=== Task item a ===
Please update the rows that run from the line containing "</instance>" through the end of the rows, replacing "rough mask" with "coarse mask" and leaving everything else unchanged. Return only those lines.

It seems like you think ToB characters beat out Fighter/Barbarian/Ranger/Knight/etc. in terms of pure damage, but that's not the strength of ToB, nor the problem of melee types in the first place. You seem to know this, but the second paragraph of your post makes it unclear whether you actually do; how can maneuvers be overpowered if they can only be used in melee and do damage, and less so than a Barbarian? The use of maneuvers in the first place is moving and doing damage, and doing damage without focusing your character on it, and doing things other than damage without being a spellcaster. I don't see how any of that is "broken".

Also, spells are a lot more effective than maneuvers. First of all, you don't need to attack to use a spell. Second, you don't need to penetrate target's hit points for spells to be effective. Third, you can hit a large number of targets at once with a spell, which is rarely possible with the more powerful maneuvers, and never from range (without Bloodstorm Blade at any rate).


A single well-placed spell can easily just cut out half of the baddies in the encounter, with or without a save (depending on whether the baddies have a bad save or not). Try that with a maneuver. Maneuvers are handy, but they are still just attacks. Spells just circumvent all the hoops you need to jump through to hit guys, and always can hit a target's weak point, while it is very hard to target a high AC target's saves as a ToBber.

There's that one signature on Wizards that says it the best:
"Martial Adepts still play the same game we've all played for years. High level casters play rocket launcher tag and nobody else gets to play."

lsfreak
2009-05-18, 06:58 PM
You claim ToB is too anime? Throw out the fluff. There. Now it's just as anime as the different schools of magic.

Other than that, Eldariel and Random NPC beat me to everything I was going to say.

Keldon
2009-05-18, 07:01 PM
Because Wizards protect themselves with miss chances, instant action teleportation, contingencies and the like.

=== Task item b ===
In the forum discussion, what reasons are given for spells being more effective than maneuvers?

=== Data for review ===

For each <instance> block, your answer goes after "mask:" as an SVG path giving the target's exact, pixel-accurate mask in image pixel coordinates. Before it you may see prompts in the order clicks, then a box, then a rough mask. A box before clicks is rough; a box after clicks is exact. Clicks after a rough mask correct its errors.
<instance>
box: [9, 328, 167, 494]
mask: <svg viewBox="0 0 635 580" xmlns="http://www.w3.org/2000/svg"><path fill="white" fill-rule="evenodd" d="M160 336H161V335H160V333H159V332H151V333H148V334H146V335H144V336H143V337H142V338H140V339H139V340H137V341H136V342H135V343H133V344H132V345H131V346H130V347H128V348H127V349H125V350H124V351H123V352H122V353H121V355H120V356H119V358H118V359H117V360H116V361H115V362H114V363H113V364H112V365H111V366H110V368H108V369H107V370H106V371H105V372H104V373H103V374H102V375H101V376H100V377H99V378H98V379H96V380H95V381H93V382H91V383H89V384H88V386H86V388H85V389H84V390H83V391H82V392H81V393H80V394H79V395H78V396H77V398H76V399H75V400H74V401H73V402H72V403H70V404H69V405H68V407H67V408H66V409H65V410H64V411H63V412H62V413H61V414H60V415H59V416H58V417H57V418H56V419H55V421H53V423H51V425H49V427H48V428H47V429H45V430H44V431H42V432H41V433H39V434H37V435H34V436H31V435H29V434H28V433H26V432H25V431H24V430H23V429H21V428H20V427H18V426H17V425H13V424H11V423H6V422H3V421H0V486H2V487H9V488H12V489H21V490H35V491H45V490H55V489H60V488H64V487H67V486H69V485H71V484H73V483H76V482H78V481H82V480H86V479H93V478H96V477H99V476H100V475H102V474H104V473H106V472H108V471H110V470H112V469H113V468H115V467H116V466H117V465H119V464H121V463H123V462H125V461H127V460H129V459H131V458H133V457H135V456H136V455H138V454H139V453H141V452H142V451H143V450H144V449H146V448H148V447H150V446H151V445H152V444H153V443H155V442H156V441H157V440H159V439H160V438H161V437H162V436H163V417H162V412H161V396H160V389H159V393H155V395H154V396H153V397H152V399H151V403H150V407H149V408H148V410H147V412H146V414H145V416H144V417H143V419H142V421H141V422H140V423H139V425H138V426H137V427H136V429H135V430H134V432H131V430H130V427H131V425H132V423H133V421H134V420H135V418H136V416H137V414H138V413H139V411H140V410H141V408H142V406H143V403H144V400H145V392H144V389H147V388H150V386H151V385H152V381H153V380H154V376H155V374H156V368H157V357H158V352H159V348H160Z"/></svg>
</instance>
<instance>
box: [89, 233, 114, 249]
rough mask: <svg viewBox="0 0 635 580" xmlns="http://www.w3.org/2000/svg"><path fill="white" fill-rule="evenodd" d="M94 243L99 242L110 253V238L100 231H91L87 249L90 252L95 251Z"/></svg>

=== Result a ===
</instance>
<instance>
box: [89, 233, 114, 249]
coarse mask: <svg viewBox="0 0 635 580" xmlns="http://www.w3.org/2000/svg"><path fill="white" fill-rule="evenodd" d="M94 243L99 242L110 253V238L100 231H91L87 249L90 252L95 251Z"/></svg>

=== Result b ===
A spell doesn't require an attack, and it can be effective without getting through the target's hit points. A spell can also hit a large number of targets at once, which the more powerful maneuvers rarely manage and never do from range without Bloodstorm Blade.